# [What to work on]
Identify each line of the records below that contains the string "rubber", and copy those lines. Case counts when matching.

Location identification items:
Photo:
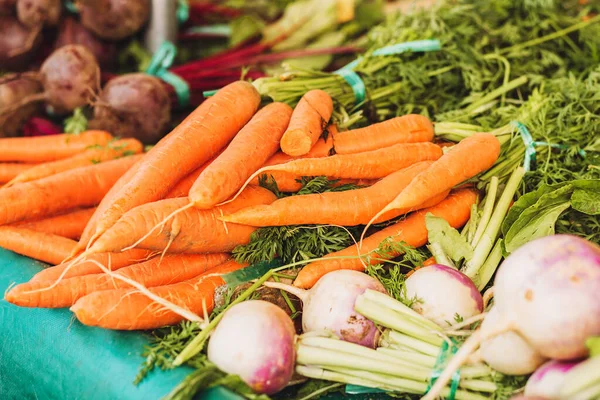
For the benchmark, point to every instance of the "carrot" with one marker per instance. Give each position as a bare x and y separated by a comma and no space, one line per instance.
151,273
412,128
351,207
193,142
306,125
127,309
81,187
49,148
455,209
93,155
69,225
247,152
9,170
287,182
41,246
191,231
113,261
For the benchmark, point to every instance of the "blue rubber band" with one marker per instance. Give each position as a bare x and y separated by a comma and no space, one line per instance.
159,67
356,84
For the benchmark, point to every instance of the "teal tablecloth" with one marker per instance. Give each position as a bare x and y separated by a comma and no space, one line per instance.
47,354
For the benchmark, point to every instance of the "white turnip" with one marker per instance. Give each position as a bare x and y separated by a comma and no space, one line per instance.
255,340
329,306
33,13
133,105
548,291
508,352
547,380
443,293
113,19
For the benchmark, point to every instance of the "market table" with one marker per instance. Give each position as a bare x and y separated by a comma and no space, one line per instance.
47,354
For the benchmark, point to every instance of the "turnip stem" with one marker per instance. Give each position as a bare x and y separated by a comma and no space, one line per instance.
488,207
472,267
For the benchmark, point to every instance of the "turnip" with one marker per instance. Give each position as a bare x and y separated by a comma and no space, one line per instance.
13,91
443,293
508,352
133,105
329,306
72,32
113,19
34,13
548,291
17,43
548,379
255,340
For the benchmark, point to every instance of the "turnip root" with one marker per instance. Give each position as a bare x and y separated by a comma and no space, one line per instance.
443,293
13,91
508,352
255,340
34,13
548,291
133,105
329,306
548,379
113,19
17,43
72,32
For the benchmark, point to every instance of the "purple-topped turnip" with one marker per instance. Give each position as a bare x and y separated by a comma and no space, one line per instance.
255,340
443,294
548,291
329,306
133,105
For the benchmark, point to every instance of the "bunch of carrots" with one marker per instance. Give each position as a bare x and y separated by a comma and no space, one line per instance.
155,230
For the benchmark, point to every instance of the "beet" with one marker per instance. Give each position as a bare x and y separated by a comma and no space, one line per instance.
70,76
72,32
15,91
34,13
114,19
133,105
17,43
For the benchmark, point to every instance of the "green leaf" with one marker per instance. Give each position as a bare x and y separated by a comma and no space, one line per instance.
452,242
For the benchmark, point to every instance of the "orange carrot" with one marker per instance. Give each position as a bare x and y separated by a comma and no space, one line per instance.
247,152
191,231
469,157
192,143
287,182
310,117
81,187
49,148
69,225
127,309
9,170
456,209
151,273
412,128
351,207
41,246
113,261
91,156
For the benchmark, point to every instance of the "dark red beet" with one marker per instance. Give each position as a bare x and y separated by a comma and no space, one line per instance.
133,105
17,43
72,32
113,19
70,77
34,13
12,92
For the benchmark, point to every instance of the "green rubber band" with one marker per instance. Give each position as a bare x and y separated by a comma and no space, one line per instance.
159,67
183,11
356,84
415,46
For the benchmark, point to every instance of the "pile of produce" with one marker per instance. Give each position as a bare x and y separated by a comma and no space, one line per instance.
422,222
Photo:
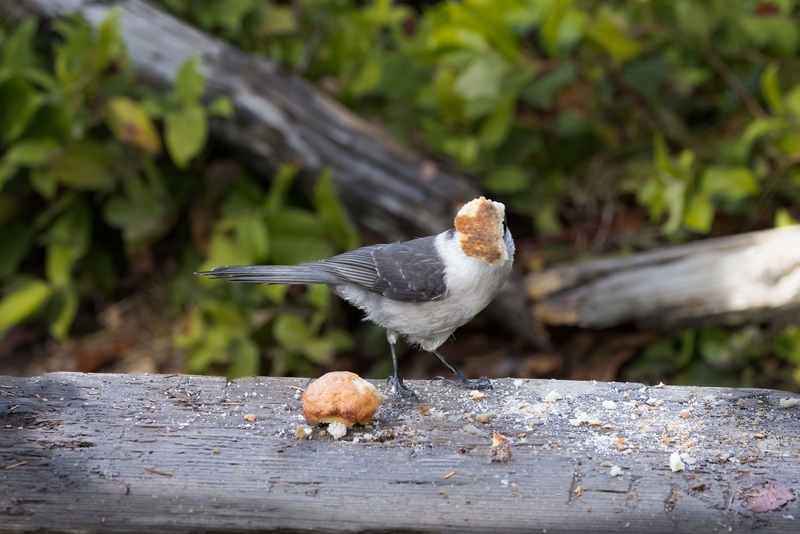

# [Completed task]
For the benchmark, point to every instance of the "blue rubber band" with one marker per instance. Give each position as a bare x and y separated by a comma and no space, one line per instance.
For the benchmark, point to every instance of the "green rubber band" with one marker per instance. Give each position as a bare x and y separated by a comma and no space, one line per instance.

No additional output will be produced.